PROBLEM TO WORK ON:
Copy each line of the entries that includes the word "pallet".

PROVIDED MATERIAL:
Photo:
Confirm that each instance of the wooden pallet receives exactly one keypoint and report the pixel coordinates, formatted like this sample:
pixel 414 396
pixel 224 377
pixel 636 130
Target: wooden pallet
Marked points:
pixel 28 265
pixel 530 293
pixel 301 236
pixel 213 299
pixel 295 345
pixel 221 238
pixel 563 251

THE ANSWER:
Confirm that each instance of the wooden pallet receives exactly one keypoint and report the pixel coordinates, formatted like this sample:
Target: wooden pallet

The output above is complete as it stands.